Nothing in the data may be altered as it is transcribed.

[Referring expression data]
┌────────

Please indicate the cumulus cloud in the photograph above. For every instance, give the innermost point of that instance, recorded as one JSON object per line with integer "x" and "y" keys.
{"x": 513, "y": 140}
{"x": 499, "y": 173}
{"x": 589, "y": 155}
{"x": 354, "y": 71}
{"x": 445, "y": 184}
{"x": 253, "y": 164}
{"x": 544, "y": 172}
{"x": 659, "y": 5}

└────────

**Written reply:**
Please indicate the cumulus cloud in the photograph above. For every instance, give the innermost point of that instance, recorded as one JSON object per line with integer "x" and "y" keys.
{"x": 513, "y": 140}
{"x": 499, "y": 173}
{"x": 589, "y": 155}
{"x": 354, "y": 71}
{"x": 445, "y": 184}
{"x": 253, "y": 164}
{"x": 544, "y": 172}
{"x": 659, "y": 5}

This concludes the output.